§ **Action item**: Your answer should be the exact lines of the data below from the one containing "Target = low-lying cloud" through the one containing "Target = snow-capped mountain"; please include nothing else.

§ **Supplied records**:
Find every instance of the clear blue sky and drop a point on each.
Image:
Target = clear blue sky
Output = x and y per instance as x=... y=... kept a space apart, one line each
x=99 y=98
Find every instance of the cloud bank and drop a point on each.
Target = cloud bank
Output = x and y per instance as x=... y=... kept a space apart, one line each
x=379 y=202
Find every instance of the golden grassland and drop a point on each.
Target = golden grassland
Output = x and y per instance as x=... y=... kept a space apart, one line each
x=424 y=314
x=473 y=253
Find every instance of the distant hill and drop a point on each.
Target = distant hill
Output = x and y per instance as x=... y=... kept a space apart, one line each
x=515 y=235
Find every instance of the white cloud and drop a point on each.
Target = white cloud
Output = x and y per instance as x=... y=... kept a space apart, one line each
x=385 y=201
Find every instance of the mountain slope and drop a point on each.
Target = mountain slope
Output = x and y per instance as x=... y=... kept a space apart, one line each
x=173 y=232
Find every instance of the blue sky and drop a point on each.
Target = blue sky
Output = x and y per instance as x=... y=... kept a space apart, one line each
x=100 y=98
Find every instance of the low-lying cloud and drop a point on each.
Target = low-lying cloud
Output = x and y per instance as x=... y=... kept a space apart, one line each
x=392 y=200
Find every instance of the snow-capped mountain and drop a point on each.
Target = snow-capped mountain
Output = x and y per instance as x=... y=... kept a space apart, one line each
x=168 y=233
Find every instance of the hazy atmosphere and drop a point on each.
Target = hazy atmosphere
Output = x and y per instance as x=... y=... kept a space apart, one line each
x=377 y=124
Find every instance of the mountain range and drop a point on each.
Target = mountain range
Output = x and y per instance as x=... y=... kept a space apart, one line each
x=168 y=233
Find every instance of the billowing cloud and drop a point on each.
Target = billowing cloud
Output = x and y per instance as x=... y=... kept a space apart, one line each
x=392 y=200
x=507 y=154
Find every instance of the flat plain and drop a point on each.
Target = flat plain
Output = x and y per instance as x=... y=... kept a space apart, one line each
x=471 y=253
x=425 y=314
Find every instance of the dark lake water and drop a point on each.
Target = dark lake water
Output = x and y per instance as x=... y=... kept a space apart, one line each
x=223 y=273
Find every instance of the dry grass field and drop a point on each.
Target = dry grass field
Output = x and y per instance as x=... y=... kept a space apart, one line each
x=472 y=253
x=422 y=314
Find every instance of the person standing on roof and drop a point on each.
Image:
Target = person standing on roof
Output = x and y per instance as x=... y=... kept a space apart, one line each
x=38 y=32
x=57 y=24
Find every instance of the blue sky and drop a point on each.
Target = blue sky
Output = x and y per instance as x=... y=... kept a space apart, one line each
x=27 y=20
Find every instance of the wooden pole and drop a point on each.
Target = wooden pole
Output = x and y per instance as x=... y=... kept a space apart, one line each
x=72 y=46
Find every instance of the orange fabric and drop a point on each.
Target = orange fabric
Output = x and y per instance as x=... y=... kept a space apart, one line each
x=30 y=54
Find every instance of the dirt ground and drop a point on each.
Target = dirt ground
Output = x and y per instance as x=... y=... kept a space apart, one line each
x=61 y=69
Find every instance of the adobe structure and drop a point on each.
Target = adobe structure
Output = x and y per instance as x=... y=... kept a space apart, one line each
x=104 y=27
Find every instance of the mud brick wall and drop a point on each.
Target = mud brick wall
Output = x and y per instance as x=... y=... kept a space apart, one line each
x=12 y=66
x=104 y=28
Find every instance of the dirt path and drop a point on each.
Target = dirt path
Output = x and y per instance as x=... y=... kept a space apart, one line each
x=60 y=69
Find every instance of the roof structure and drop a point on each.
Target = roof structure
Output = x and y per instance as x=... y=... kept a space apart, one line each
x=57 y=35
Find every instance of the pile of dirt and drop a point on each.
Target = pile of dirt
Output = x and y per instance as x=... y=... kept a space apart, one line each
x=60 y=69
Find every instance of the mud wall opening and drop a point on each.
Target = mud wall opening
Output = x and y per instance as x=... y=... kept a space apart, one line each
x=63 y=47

§ **Solution below**:
Target = low-lying cloud
Output = x and y per instance as x=... y=... kept a space apart, one line each
x=392 y=200
Find every instance of the snow-capped mountain and drop a point on each.
Target = snow-capped mountain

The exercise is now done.